_Written request 1_
In the Bhagavad-gītā passage, for whom was the Gītā especially meant?

_Provided passage_
# # # # #

This supreme science was thus received through the chain of disciplic succession, and the saintly kings understood it in that way. But in course of time the succession was broken, and therefore the science as it is appears to be lost.
It is clearly stated that the Gītā was especially meant for the saintly kings because they were to execute its purpose in ruling over the citizens. Certainly Bhagavad-gītā was never meant for the demonic persons, who would dissipate its value for no one's benefit and would devise all types of interpretations according to personal whims. As soon as the original purpose was scattered by the motives of the unscrupulous commentators, there arose the need to reestablish the disciplic succession. Five thousand years ago it was detected by the Lord Himself that the disciplic succession was broken, and therefore He declared that the purpose of the Gītā appeared to be lost. In the same way, at the present moment also there are so many editions of the Gītā (especially in English), but almost all of them are not according to authorized disciplic succession. There are innumerable interpretations rendered by different mundane scholars, but almost all of them do not accept the Supreme Personality of Godhead, Kṛṣṇa, although they make a good business on the words of Śrī Kṛṣṇa. This spirit is demonic, because demons do not believe in God but simply enjoy the property of the Supreme. Since there is a great need of an edition of the Gītā in English, as it is received by the paramparā (disciplic succession) system, an attempt is made herewith to fulfill this great want. Bhagavad-gītā—accepted as it is—is a great boon to humanity; but if it is accepted as a treatise of philosophical speculations, it is simply a waste of time.
sa evāyaṁ mayā te 'dya
yogaḥ proktaḥ purātanaḥ
bhakto 'si me sakhā ceti
rahasyaṁ hy etad uttamam
saḥ—the same ancient; eva—certainly; ayam—this; mayā—by Me; te—unto you; adya—today; yogaḥ—the science of yoga; proktaḥ—spoken; purātanaḥ—very old; bhaktaḥ—devotee; asi—you are; me—My; sakhā—friend; ca—also; iti—therefore; rahasyam—mystery; hi—certainly; etat—this; uttamam—transcendental.

# # # # #

_Written request 2_
In the rows, copy the part that opens with the line containing "of the green" and runs through the end of the rows, requests included, raising every coordinate in the answers by 149.

# # # # #

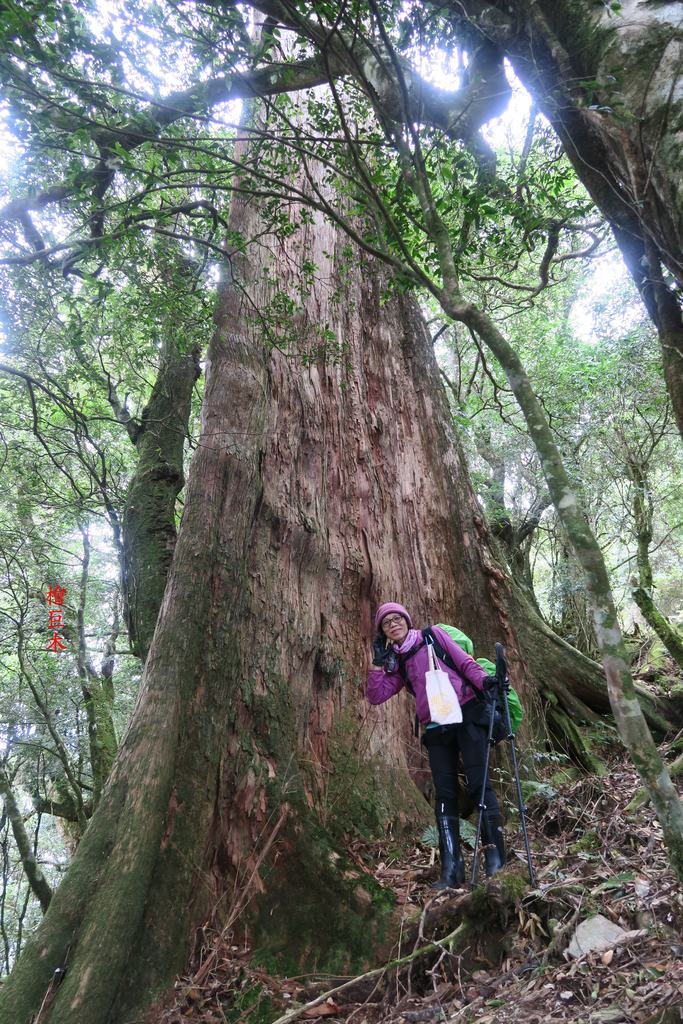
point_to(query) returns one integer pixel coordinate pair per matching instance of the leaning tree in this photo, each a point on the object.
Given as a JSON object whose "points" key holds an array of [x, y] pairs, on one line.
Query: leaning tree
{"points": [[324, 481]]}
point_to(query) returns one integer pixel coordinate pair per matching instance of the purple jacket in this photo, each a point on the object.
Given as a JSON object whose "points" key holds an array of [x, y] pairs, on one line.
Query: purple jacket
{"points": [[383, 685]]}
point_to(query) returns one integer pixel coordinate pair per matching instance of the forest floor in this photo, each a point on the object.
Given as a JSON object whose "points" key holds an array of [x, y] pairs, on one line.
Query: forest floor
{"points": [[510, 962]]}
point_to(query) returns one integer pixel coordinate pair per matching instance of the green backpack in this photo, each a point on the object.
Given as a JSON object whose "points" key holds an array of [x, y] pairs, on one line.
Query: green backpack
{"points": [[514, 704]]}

# # # # #

_Solution 1_
The saintly kings.

_Solution 2_
point_to(query) returns one integer pixel coordinate pair per matching instance of the green backpack in this photo, each a point on the object.
Given as a JSON object whose "points" key holds an array of [x, y] pairs, on one line.
Query: green backpack
{"points": [[663, 853]]}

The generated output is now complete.